** Source passage follows **

Background: It is unknown whether neuronal injury begins during acute human immunodeficiency virus (HIV) infection, and whether immediate initiation of combination antiretroviral therapy (cART) prevents neuronal injury.
Methods: Cerebrospinal fluid (CSF) neurofilament light chain (NFL), a measure of axonal injury, was assessed before and after cART initiation in individuals starting treatment during acute or chronic HIV infection. Nonparametric statistics examined relationships between NFL and disease progression, neuroinflammation, and cognitive performance.
Results: Before treatment, subjects with acute infection had lower CSF NFL levels, with elevations for their age in 1 of 32 subjects with acute infection (3.1%) and 10 of 32 with chronic infection (31%) (P = .006). This persisted after cART initiation, with 1 of 25 acute (4%) and 4 of 9 chronic subjects (44%) showing elevated NFL levels (P = .01). In acute infection, pre-cART NFL levels were inversely correlated with proton magnetic resonance spectroscopic findings of N-acetylaspartate/creatine in frontal gray matter (r = -0.40; P = .03), frontal white matter (r = -0.46; P = .01), and parietal gray matter (r = -0.47; P = .01); correlations persisted after treatment in the frontal white matter (r = -0.51; P = .02) and parietal gray matter (r = -0.46; P = .04).
Conclusions: CSF NFL levels are not elevated in untreated acute HIV infection or after 6 months of immediately initiated cART but are abnormal in chronic HIV infection before and after treatment. In acute HIV infection, CSF NFL levels are inversely associated with neuroimaging markers of neuronal health.
Keywords: HIV/AIDS; antiretroviral therapy; magnetic resonance spectroscopy; neurofilament light chain; neuroinflammation; neurological injury.

** End of Source passage **

According to the abstract, how many subjects with acute infection had elevated CSF NFL levels for their age before treatment? Use only the abstract to answer.

** Information supplied follows **

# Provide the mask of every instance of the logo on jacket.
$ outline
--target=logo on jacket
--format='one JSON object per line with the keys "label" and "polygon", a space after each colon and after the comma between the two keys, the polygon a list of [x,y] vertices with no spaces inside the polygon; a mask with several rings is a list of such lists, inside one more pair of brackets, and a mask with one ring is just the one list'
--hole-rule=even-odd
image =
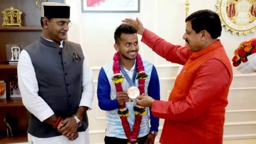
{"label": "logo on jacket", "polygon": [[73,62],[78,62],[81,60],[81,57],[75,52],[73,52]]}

** End of Information supplied **
** Information supplied follows **

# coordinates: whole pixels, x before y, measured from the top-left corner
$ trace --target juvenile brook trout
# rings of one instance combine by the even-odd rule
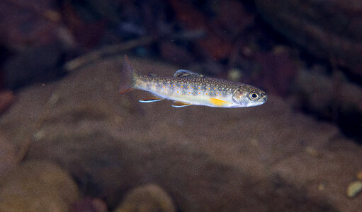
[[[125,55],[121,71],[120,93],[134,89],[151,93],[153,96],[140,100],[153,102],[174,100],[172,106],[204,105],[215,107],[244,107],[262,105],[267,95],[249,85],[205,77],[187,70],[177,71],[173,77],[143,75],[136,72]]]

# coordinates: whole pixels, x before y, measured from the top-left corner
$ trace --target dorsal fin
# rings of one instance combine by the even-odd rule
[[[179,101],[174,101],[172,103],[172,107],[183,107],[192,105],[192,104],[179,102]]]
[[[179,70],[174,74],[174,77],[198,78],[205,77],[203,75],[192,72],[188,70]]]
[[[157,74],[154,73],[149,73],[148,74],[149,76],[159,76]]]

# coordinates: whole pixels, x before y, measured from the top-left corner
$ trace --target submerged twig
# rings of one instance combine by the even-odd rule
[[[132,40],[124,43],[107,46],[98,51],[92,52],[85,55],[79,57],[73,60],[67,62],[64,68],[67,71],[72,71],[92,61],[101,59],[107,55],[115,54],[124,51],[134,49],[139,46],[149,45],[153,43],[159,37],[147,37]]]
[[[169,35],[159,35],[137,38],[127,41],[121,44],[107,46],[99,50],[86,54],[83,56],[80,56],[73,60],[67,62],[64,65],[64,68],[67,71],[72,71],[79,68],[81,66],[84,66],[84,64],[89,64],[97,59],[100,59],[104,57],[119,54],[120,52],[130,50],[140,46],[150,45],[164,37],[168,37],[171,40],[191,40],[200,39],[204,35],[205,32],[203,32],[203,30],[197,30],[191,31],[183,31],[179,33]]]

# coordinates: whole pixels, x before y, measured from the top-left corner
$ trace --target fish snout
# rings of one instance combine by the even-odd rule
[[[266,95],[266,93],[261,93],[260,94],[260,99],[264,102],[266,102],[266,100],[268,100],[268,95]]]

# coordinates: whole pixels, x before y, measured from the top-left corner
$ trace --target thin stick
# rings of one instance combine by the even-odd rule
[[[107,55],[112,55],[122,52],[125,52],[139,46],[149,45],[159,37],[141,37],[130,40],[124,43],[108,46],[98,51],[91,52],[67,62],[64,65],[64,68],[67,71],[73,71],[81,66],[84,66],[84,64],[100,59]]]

** End of Information supplied **
** Information supplied follows **

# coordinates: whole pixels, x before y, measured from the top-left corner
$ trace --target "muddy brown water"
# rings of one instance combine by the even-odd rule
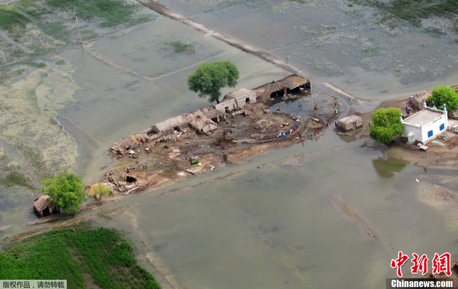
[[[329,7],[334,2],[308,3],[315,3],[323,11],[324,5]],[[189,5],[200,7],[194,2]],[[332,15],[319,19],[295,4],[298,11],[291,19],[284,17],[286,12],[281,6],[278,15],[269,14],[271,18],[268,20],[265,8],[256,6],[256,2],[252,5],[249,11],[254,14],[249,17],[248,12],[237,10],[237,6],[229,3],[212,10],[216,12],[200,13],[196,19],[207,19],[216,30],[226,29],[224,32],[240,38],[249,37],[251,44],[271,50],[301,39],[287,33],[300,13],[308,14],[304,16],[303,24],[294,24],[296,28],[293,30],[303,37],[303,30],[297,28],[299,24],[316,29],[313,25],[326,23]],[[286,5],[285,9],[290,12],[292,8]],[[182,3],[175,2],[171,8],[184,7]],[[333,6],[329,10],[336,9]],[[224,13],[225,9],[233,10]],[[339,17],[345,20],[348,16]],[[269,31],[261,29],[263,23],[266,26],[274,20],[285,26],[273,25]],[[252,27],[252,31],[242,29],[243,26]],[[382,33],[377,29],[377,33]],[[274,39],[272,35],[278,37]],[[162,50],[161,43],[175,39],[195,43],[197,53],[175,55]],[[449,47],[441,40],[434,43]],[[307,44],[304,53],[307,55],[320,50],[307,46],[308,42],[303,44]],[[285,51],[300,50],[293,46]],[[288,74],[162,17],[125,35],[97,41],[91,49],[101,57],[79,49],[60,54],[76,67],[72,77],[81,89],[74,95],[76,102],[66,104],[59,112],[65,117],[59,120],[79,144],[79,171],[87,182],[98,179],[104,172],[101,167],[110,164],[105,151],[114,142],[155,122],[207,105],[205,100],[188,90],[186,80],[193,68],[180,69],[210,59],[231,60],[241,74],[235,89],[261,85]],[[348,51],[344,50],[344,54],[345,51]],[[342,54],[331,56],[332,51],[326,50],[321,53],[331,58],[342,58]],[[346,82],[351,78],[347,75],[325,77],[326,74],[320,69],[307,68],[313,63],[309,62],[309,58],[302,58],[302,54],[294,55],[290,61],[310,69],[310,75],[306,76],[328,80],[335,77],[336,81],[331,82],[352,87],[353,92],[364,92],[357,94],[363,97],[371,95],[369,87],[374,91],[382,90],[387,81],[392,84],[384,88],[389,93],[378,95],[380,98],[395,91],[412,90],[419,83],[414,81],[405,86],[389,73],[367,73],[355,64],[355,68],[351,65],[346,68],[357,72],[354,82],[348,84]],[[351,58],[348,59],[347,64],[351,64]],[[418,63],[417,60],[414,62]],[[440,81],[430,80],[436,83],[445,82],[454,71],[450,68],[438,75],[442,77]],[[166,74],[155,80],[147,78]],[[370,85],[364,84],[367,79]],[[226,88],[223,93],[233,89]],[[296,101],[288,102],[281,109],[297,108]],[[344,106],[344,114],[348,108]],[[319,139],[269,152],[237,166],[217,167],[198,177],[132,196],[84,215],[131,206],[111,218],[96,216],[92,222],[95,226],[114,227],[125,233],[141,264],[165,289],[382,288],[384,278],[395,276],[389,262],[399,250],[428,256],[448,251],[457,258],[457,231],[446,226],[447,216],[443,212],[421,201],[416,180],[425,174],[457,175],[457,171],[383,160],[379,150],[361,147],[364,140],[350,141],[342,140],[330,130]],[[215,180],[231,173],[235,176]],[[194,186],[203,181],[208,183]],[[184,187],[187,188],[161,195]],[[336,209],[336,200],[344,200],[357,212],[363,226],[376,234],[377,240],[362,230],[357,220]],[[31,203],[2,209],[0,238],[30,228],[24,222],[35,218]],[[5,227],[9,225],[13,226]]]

** End of Information supplied **

◆ Task solution ◆
1 of 32 subjects (3.1%)